=== WORK INSTRUCTIONS ===
When you repeat the entries below, keep each word exactly as it is and drop the pictures.

###

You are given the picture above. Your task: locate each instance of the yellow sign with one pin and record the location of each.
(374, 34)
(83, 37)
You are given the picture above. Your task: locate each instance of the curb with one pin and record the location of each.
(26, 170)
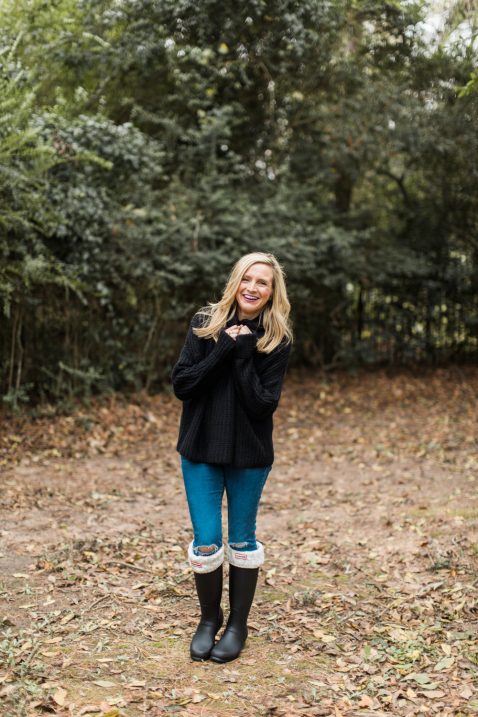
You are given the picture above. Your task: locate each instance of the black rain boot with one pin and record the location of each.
(242, 586)
(209, 590)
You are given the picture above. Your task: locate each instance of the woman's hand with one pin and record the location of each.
(237, 329)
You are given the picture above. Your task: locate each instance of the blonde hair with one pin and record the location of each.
(275, 314)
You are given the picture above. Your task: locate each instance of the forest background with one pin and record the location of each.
(145, 145)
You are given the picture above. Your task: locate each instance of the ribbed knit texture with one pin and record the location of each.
(229, 392)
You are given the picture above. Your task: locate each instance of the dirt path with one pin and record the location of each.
(367, 603)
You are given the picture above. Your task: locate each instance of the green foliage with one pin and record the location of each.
(147, 144)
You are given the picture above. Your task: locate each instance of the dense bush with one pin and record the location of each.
(147, 144)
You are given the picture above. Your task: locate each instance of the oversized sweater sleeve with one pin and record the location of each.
(259, 394)
(192, 373)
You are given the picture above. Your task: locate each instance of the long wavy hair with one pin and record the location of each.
(275, 314)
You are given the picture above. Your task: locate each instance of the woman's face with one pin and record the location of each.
(254, 290)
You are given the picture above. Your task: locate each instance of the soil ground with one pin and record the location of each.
(367, 603)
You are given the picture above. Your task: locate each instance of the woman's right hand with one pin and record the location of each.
(233, 331)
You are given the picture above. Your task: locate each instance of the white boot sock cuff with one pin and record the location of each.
(205, 563)
(246, 558)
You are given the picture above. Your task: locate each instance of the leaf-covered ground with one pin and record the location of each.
(368, 601)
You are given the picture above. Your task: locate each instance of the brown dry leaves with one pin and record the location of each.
(368, 601)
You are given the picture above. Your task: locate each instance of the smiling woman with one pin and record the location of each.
(229, 376)
(254, 291)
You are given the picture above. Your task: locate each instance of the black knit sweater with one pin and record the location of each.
(229, 392)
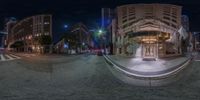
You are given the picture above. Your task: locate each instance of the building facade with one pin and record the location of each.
(28, 30)
(8, 27)
(147, 30)
(77, 40)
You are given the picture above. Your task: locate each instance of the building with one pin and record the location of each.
(107, 15)
(185, 22)
(8, 27)
(147, 30)
(196, 41)
(76, 40)
(28, 32)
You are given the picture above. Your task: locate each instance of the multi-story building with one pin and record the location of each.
(8, 27)
(107, 15)
(196, 41)
(185, 22)
(77, 40)
(28, 29)
(148, 30)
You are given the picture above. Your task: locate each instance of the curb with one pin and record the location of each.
(130, 77)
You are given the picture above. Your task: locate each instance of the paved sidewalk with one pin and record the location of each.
(159, 66)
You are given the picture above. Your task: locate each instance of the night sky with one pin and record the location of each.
(87, 11)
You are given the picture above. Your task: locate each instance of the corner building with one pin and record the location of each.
(28, 29)
(148, 30)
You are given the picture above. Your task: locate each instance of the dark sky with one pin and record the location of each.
(87, 11)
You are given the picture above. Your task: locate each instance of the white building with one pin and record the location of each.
(147, 30)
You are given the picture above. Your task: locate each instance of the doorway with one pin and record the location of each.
(149, 51)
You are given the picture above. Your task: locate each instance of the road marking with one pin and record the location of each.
(3, 58)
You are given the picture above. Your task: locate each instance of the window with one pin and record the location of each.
(124, 26)
(167, 23)
(46, 23)
(173, 20)
(166, 18)
(124, 21)
(174, 26)
(131, 18)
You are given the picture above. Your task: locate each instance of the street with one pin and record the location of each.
(83, 77)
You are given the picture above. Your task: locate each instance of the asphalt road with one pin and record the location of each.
(83, 77)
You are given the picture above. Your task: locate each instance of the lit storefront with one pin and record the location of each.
(148, 30)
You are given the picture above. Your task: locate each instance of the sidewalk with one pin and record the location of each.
(138, 66)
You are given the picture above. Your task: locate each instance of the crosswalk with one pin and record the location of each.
(7, 57)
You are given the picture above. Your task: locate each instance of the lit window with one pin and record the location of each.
(46, 23)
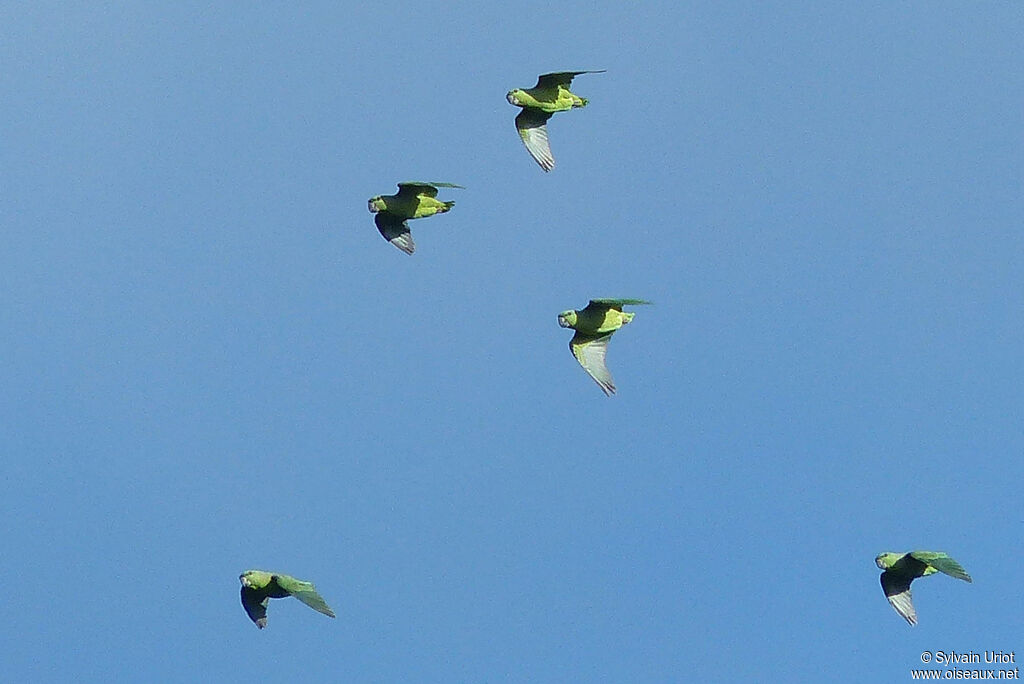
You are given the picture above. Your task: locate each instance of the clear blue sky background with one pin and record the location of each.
(211, 360)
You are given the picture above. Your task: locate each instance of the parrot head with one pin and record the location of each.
(255, 579)
(887, 560)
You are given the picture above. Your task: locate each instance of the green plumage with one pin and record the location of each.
(551, 94)
(414, 200)
(899, 569)
(594, 327)
(258, 587)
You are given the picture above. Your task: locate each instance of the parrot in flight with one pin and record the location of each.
(258, 587)
(594, 327)
(414, 200)
(551, 94)
(899, 569)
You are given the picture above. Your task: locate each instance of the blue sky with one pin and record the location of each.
(212, 361)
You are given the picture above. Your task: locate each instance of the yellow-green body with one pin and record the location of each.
(548, 99)
(551, 94)
(598, 321)
(900, 569)
(410, 206)
(594, 326)
(414, 200)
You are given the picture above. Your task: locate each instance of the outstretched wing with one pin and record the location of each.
(255, 604)
(897, 589)
(943, 563)
(590, 350)
(395, 230)
(534, 131)
(415, 187)
(560, 78)
(305, 592)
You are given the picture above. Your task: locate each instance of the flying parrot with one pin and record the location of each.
(258, 587)
(551, 94)
(594, 327)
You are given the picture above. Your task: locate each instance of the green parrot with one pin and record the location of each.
(414, 200)
(258, 587)
(551, 94)
(594, 327)
(899, 569)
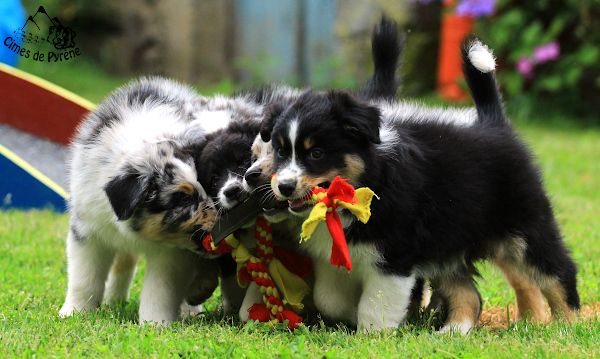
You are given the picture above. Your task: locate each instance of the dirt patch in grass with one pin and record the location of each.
(498, 318)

###

=== RESULT OF THIS EXERCISE ===
You are given the picture above. Your task: locate each instance of the yellow sign with one pin and record the location of each.
(374, 34)
(83, 37)
You are given the picture above. Your task: locate each instance of the curb with one pin and record the location of each.
(26, 170)
You are given the picture above. Your task: locate each instance of the black rain boot with one pin and record the location of each.
(242, 586)
(209, 590)
You are given the picture above. Your task: locate each instance of the woman's hand with one pin and record the location of each.
(237, 329)
You are given the picture above. Your task: locate each instance of the blonde hair with one pin and record the location of each.
(275, 314)
You are given the picture above. Your task: locate each instance of the forest background with one pin and record the location of each.
(145, 145)
You are given the picture above. Your task: locate each instance of the ribbed knit texture with one pin and record the location of each.
(229, 392)
You are given the picture above. Your task: locate each instance of the dirt path with one pin and record the location of each.
(367, 603)
You are given the picture above. Your task: locate each instance of the green foliage with one pin and record the location of each.
(147, 144)
You are given the picture above. Your task: locate each instance of the dense bush with one pin and record the location of each.
(147, 144)
You are given the picture above. Your task: locate each instance of the oversized sweater sleeve with one pin and record the location of each.
(259, 394)
(192, 373)
You are given the picture above. Your task: locate each instance of the long wavy hair with one pin and record the location of each.
(275, 314)
You are given the picture above. Your task: locate each instance of the woman's face with one pin and record the location of each.
(254, 290)
You are given the picture above. Your task: locate each instance of the soil ground with one pin and record the location of each.
(367, 603)
You are given the picture above. Your task: locate each instance of the woman's right hand with one pin and record the location of each.
(233, 331)
You are given the picture above. Your task: locate each instance of the white boot sock cuff with one pin and record the location of each.
(205, 563)
(246, 558)
You are given the picture above. Your task: locate each instance of the leaf-covered ground with one pin and record the location of each.
(368, 601)
You are given the picture above. Your task: locate each instance of the brown dry leaves with one pin and record the location of each.
(368, 601)
You are given the picture above. Your task: locate each instance of the smiling woman with one pin and record the location of each.
(229, 376)
(254, 291)
You are given the picture above. Your task: locate each instance of the black knit sweater with one pin and record the location of each.
(229, 392)
You are given the picture above. Your task: locate each instance of the building facade with one pin and record the location of each.
(28, 30)
(8, 27)
(147, 30)
(77, 40)
You are given the picture above. Your task: locate each instance of the building with one pin and record the location of each.
(107, 15)
(185, 22)
(8, 27)
(147, 30)
(196, 41)
(76, 40)
(28, 32)
You are given the picture above. Your task: locate each instance of the multi-story building with one pin and record the location of each.
(8, 27)
(107, 15)
(196, 41)
(185, 22)
(77, 40)
(28, 29)
(148, 30)
You are given the picture above. Your task: locate each instance of the curb with one pin and record the location of each.
(130, 77)
You are given the picture above. Your task: locate each instance of the paved sidewalk with one pin and record the location of each.
(159, 66)
You are given the picture above. Your task: locate each instance of the night sky with one pin and record the location of each.
(87, 11)
You are given the picture above. Your task: locate each instance of the corner building with one pin and record the location of each.
(28, 29)
(148, 30)
You are given the picture above. Your task: locate each instance of the dark sky with one pin and record the location of each.
(87, 11)
You are given the picture above. Your task: locate each instance of the white building with one pin and record the location of each.
(147, 30)
You are given the picture above. Your task: locate each instance of the doorway with one pin and record the location of each.
(149, 51)
You are given the picture above. Your task: locate each instance of the road marking with one pin and record the location of each.
(3, 58)
You are given the picture above. Your task: locate each instance of the window with one pin and record the location of each.
(124, 26)
(167, 23)
(46, 23)
(173, 20)
(166, 18)
(124, 21)
(174, 26)
(131, 18)
You are given the picture above. Your task: locate each instance of the street with one pin and record the location of each.
(83, 77)
You are given the picture above. Your task: locate each instance of the asphalt road with one pin and record the location of each.
(83, 77)
You are given the picture above. Your task: locate each instance of the lit storefront with one pin and record the location of each.
(148, 30)
You are given the picture above. Your task: locate each instance of the sidewalk with one pin and record the location of each.
(138, 66)
You are given the picture above. Your task: locate each instance of the crosswalk with one pin and record the location of each.
(7, 57)
You are given the picture above. Your task: locate each instance of the lit window with one pin and record the location of each.
(46, 23)
You are given the picture above. Your task: locate each instance of the clear blue sky background with one pin and record the location of each.
(211, 360)
You are given the picture above. Your task: locate each instance of the parrot head with one pin and record the location of each.
(255, 579)
(887, 560)
You are given the picture above. Your task: locate each instance of the green plumage with one pin and record the location of each.
(551, 94)
(414, 200)
(899, 569)
(594, 327)
(258, 587)
You are given the picture above. Your task: locate each instance of the parrot in flight with one pin and record the location of each.
(258, 587)
(594, 327)
(414, 200)
(551, 94)
(899, 569)
You are given the picture above. Your task: locate each instance of the blue sky with one pin and record the location of each.
(212, 361)
You are given the picture above. Your task: locate each instance of the yellow-green body with one pin and record the location of each.
(548, 99)
(551, 94)
(598, 321)
(900, 569)
(410, 206)
(594, 326)
(414, 200)
You are given the picture above. Your task: locate each instance of the outstretched wing with one pin and record the location of each.
(255, 604)
(897, 589)
(943, 563)
(590, 350)
(395, 230)
(534, 131)
(415, 187)
(560, 78)
(305, 592)
You are given the picture above. Your task: locate each instance of the flying parrot with one pin and record the location of each.
(258, 587)
(551, 94)
(594, 327)
You are given the picture above. Your task: locate each instance of the green parrot with one pin and record the location of each.
(414, 200)
(258, 587)
(551, 94)
(594, 327)
(899, 569)
You are given the picture above. Your task: locate each instance of the dirt patch in grass with one pin and record the location of each.
(498, 318)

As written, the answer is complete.